----- AVAILABLE DATA -----

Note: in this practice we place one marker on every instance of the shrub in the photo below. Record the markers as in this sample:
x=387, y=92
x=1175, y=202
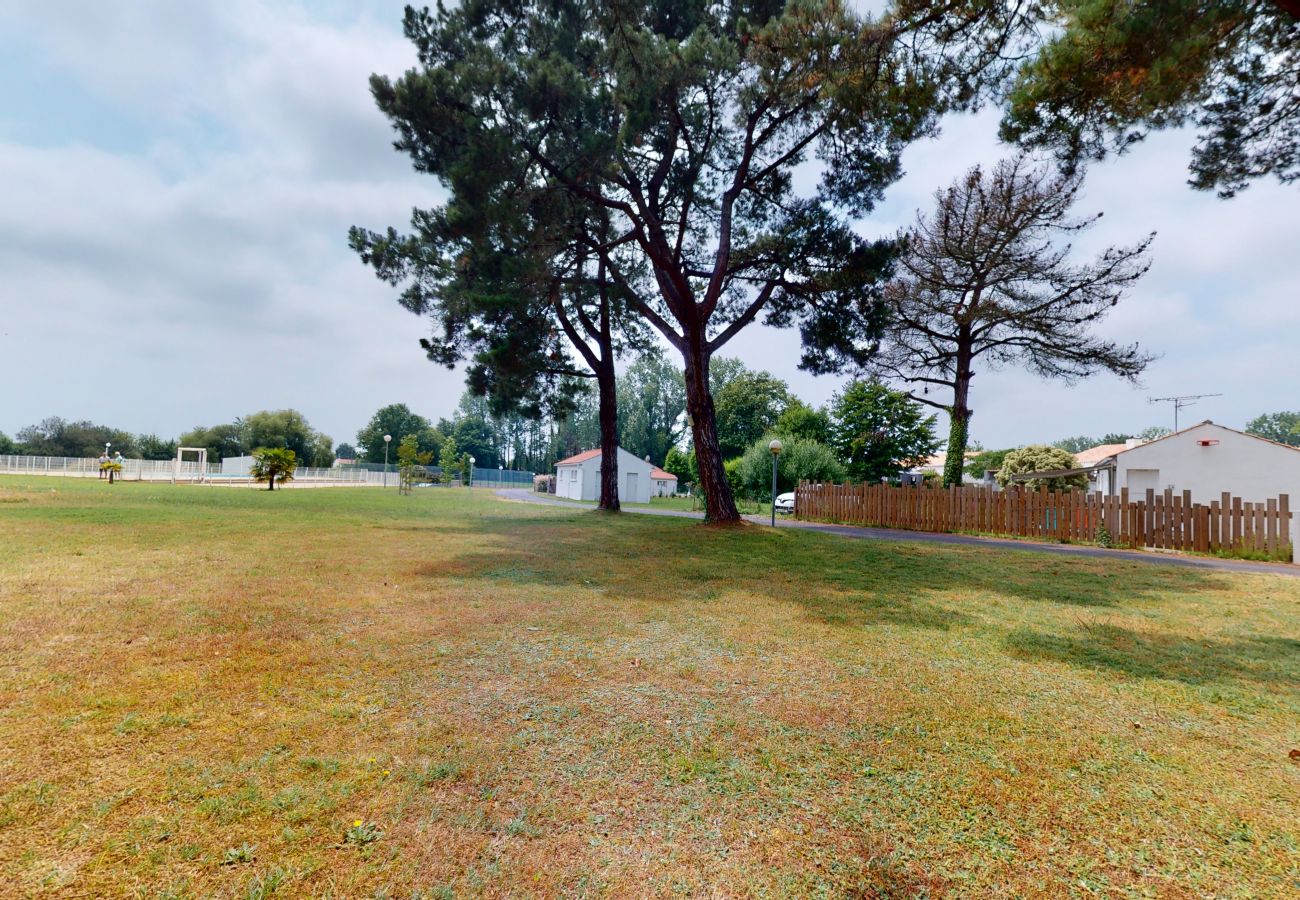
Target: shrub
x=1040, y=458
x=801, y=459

-----
----- AVAILABLE DATA -----

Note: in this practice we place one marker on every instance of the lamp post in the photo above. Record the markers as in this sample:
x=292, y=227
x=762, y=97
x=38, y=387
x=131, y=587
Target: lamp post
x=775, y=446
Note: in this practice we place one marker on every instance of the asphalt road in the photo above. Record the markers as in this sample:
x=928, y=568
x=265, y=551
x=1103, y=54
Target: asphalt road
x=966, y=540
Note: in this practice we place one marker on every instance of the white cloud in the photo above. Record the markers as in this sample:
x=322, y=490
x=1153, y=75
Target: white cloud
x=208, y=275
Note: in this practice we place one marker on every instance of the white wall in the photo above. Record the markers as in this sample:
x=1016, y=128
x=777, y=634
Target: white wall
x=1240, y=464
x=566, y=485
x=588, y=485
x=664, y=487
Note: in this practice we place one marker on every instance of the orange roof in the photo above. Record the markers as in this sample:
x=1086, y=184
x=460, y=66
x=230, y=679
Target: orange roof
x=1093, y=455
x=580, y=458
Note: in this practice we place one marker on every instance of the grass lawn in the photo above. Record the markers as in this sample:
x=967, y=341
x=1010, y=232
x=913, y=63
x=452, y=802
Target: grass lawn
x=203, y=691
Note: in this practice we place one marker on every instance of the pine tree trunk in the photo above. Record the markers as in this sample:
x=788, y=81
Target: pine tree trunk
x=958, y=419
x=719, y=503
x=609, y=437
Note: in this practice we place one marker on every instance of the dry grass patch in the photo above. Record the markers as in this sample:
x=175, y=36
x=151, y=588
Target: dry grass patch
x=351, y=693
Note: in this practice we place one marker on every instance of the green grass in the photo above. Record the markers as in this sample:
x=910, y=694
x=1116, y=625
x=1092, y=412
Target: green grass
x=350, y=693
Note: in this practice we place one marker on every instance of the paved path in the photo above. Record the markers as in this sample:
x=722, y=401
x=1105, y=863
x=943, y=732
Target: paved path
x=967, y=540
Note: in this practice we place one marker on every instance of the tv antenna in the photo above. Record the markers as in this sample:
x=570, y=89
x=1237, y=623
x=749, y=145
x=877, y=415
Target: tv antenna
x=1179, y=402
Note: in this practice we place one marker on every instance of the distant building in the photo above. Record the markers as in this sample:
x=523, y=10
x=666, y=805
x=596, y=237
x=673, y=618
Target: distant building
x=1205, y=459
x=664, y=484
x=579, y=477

-----

* DIRECTIONS FOR THIS TASK
Reprint exactly the lines above that start at the one with "the white wall" and end at the one with "x=230, y=679", keeping both and adding none.

* EXERCISE ANSWER
Note: in this practice we place one marker on every instance of the white wall in the photo above. Record the markers as in this sample:
x=1016, y=128
x=777, y=634
Target: white wall
x=1240, y=464
x=566, y=485
x=588, y=485
x=664, y=487
Note: in this practice we place one marker on every instance of the orange roof in the photo above. Record the markers as in this sample:
x=1086, y=184
x=460, y=66
x=230, y=679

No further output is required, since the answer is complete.